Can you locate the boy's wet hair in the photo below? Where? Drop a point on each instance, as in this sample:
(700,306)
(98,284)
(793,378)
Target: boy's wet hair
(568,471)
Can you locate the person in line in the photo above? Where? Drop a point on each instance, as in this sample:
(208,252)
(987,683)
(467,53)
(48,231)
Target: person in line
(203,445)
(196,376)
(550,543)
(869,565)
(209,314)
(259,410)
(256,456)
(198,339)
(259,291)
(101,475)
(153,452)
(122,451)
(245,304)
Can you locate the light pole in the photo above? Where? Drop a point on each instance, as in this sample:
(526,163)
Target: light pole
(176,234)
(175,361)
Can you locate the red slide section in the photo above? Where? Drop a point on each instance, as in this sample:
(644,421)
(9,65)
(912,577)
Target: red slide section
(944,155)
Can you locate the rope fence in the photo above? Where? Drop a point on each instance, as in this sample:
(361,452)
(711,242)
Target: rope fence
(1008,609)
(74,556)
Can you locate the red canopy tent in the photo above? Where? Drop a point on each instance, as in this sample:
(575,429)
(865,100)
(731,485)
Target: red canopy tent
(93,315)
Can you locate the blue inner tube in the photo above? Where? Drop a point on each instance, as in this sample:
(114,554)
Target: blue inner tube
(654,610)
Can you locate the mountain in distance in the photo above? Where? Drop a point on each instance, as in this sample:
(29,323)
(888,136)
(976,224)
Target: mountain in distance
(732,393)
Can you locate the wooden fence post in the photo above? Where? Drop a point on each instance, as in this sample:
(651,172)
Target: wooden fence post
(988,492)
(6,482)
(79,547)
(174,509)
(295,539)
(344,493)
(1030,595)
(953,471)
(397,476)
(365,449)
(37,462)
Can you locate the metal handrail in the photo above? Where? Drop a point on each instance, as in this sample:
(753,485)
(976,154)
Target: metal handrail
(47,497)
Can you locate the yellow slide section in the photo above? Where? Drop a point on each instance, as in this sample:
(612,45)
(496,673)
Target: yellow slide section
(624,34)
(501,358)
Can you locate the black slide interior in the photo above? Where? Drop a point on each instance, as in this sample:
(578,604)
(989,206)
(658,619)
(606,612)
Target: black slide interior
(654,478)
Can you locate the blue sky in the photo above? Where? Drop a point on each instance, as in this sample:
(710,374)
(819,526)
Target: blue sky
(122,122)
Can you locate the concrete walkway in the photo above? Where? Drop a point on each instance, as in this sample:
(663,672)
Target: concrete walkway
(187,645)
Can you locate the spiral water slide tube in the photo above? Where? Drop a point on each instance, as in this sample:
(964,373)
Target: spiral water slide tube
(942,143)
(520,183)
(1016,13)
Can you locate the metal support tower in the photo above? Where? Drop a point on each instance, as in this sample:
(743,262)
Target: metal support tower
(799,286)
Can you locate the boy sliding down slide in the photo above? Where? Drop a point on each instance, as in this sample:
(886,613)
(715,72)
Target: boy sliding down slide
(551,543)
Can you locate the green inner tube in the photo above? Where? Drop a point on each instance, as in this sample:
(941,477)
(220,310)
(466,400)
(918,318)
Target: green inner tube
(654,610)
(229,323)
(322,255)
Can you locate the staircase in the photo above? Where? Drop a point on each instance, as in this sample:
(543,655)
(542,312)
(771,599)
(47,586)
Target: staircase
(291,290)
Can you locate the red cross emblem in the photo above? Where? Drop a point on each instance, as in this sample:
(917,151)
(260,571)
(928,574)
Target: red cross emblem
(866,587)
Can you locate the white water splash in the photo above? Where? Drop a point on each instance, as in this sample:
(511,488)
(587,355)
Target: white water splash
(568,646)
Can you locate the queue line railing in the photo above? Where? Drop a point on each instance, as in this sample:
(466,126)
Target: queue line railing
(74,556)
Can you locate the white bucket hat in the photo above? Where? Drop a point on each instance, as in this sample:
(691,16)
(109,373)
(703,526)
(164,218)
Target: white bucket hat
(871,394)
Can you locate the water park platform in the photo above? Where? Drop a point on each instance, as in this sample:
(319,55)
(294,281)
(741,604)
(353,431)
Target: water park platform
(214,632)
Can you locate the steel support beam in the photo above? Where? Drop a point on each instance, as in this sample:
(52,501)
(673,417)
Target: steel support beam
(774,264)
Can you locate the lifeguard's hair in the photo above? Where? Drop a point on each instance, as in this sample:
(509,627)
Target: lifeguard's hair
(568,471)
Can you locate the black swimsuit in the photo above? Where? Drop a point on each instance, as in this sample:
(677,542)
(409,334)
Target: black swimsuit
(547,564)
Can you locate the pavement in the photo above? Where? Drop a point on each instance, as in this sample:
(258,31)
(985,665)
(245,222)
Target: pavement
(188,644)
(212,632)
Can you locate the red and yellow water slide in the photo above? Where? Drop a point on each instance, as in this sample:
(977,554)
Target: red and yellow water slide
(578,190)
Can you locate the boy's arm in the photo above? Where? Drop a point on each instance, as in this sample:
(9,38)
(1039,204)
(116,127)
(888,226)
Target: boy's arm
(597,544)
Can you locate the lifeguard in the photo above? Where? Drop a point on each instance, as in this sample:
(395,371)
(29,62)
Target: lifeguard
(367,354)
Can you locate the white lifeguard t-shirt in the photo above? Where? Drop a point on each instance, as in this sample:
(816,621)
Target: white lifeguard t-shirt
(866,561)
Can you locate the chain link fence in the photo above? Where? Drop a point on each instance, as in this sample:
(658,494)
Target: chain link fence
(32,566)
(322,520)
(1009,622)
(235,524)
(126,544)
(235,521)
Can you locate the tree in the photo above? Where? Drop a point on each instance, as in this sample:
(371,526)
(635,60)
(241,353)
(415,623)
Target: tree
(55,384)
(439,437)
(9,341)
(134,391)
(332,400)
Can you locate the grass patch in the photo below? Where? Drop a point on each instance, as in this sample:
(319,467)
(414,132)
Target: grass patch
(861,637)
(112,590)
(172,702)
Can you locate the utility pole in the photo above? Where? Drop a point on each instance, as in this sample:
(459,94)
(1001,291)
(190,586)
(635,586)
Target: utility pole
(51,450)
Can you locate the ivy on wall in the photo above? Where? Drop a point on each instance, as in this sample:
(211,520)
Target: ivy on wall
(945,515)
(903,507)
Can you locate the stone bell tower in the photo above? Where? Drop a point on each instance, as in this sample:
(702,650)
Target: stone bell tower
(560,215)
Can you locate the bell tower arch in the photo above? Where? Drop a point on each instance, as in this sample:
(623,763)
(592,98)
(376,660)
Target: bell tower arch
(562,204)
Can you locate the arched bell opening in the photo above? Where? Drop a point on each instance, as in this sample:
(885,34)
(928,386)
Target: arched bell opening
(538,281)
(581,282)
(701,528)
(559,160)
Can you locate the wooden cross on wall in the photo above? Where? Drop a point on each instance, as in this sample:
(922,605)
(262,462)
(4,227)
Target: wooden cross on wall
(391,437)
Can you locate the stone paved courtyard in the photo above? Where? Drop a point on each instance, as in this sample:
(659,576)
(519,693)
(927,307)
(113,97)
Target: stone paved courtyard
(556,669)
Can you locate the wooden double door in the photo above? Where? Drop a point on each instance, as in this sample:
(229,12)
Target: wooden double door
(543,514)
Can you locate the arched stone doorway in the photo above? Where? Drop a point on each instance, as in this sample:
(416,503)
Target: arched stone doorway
■ ■ ■ ■
-- Exercise brief --
Copy every line of the data that holds the string "below".

-- Task solution --
Can you locate the boy's wet hair in the photo below? Where? Drop a point on each instance, as in this sample:
Can you locate the grass patch in the photo below? Where? Drop a point on each instance, as in this sample:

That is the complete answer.